>> Begin

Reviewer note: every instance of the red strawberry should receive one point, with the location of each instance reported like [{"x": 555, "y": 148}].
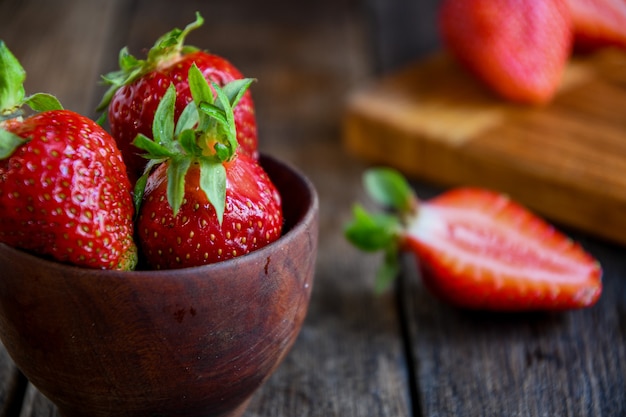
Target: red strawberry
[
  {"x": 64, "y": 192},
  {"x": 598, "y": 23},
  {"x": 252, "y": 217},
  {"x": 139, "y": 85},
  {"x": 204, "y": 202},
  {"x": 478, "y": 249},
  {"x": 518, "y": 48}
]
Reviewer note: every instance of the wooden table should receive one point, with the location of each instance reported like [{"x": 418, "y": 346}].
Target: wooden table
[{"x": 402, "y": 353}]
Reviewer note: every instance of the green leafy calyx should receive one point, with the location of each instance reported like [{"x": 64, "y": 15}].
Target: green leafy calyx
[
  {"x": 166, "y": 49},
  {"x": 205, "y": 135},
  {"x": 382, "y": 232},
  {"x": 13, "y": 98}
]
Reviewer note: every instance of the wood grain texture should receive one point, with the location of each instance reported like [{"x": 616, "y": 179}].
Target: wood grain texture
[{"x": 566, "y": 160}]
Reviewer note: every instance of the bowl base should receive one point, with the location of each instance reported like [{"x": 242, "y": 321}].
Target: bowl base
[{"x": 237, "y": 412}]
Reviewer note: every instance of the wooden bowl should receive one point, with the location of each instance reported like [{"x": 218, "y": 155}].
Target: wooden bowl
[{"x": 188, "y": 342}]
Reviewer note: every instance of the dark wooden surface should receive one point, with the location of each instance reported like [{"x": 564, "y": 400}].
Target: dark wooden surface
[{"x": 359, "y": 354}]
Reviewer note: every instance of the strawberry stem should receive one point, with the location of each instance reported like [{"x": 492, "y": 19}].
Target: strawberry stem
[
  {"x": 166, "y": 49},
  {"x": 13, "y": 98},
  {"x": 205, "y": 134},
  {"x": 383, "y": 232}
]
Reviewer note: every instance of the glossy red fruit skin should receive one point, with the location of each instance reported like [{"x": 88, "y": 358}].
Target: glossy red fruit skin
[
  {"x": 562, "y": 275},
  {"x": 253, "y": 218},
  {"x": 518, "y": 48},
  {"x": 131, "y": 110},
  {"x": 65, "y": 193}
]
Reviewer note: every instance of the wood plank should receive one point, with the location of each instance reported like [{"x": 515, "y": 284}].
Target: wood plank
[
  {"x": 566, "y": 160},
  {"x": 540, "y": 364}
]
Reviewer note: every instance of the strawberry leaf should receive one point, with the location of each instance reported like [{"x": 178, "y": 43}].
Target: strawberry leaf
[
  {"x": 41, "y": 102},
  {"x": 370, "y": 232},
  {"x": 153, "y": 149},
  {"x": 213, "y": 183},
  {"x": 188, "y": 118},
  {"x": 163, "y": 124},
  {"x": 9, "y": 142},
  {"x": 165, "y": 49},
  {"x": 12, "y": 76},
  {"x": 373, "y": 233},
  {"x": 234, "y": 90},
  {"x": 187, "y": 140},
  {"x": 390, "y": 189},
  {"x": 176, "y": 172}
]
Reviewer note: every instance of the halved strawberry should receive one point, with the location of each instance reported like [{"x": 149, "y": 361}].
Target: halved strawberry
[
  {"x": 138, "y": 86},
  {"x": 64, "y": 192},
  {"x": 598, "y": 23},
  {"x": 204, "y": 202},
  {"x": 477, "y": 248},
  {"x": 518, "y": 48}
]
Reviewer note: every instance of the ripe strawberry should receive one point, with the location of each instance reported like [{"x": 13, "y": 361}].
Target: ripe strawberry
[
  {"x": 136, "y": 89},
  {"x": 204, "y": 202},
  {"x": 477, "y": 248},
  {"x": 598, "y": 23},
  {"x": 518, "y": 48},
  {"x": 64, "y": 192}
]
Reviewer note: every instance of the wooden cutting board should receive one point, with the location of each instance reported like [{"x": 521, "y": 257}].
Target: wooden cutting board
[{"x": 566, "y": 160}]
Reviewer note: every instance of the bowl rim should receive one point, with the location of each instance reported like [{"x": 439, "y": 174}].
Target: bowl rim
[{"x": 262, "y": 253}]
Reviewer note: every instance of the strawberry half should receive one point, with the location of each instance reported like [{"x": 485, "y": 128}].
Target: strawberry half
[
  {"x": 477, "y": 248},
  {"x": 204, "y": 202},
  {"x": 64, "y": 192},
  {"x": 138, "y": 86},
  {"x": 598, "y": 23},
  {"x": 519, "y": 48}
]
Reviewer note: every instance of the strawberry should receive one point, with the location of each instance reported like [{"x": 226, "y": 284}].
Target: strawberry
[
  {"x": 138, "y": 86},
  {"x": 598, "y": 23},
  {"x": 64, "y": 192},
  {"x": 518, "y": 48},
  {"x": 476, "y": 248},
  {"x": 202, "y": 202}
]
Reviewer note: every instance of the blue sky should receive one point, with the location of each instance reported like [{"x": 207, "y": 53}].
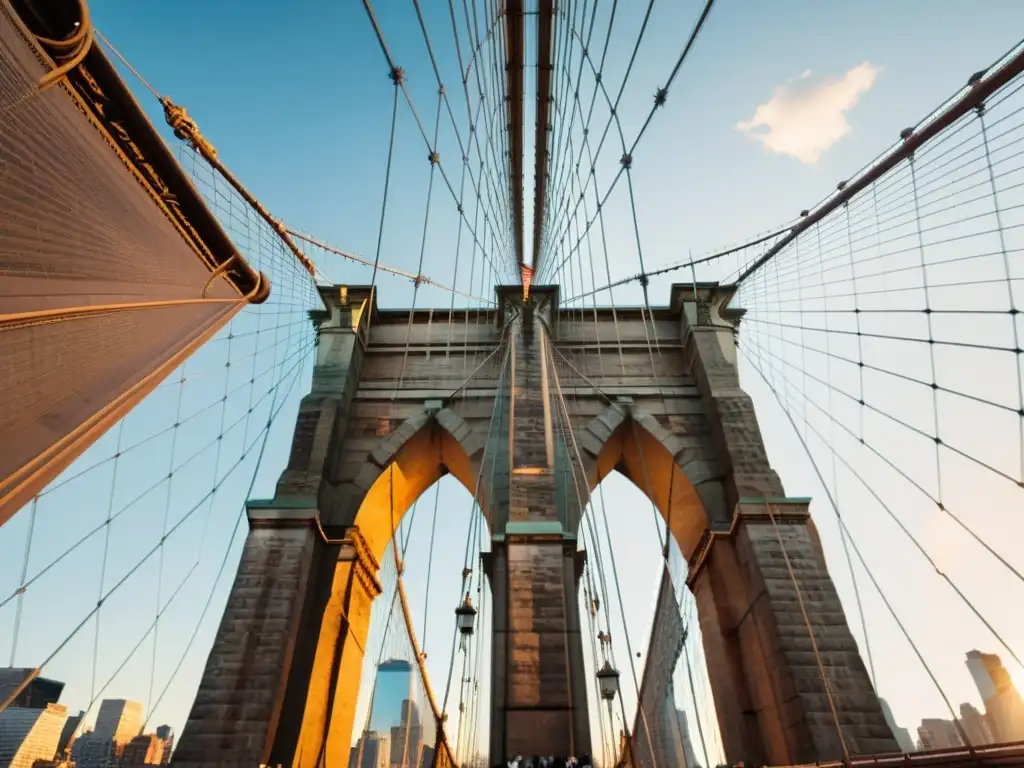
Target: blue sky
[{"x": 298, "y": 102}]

>> End
>> Begin

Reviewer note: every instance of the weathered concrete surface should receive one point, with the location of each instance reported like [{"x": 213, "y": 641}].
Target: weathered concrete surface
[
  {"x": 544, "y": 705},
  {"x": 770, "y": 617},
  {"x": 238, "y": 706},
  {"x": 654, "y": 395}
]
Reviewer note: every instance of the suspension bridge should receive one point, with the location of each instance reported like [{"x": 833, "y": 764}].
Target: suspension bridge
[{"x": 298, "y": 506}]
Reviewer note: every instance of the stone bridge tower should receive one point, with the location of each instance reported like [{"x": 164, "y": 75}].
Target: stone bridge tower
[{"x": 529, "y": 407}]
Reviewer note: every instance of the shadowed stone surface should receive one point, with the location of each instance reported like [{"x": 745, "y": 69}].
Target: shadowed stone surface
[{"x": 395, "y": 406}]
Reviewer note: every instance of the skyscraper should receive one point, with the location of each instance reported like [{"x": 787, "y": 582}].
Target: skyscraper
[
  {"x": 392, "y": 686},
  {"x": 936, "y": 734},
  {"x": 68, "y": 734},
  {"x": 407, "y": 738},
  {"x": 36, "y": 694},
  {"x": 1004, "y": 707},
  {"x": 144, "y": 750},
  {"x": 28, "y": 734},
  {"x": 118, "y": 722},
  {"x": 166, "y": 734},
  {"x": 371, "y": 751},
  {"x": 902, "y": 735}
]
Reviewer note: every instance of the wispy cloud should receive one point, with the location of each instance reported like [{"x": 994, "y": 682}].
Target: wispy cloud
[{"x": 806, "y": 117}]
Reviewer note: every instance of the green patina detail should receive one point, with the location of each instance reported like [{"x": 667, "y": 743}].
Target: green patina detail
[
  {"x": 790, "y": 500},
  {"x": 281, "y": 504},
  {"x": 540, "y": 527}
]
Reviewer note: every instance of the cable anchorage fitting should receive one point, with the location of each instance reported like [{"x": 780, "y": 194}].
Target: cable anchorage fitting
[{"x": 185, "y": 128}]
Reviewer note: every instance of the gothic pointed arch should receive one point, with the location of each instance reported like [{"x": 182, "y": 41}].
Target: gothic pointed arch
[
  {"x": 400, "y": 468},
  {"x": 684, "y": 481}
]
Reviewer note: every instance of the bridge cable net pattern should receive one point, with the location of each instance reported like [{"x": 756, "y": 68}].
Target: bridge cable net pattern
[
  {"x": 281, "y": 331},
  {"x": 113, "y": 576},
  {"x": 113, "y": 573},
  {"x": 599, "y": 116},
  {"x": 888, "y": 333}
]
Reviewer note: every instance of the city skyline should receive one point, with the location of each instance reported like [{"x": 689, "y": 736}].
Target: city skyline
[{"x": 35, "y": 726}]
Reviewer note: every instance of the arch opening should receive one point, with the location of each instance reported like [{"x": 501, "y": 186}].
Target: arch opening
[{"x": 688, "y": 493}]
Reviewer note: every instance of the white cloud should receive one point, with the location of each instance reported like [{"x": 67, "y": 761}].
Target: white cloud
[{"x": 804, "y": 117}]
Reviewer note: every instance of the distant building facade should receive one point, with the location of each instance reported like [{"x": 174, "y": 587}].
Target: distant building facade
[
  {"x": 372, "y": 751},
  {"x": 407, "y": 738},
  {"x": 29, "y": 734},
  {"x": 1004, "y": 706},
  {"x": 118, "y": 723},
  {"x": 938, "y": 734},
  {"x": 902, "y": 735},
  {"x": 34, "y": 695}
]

>> End

**Requirements**: State how many of the lines above contain the string "table", giving only the number.

**Task response**: 2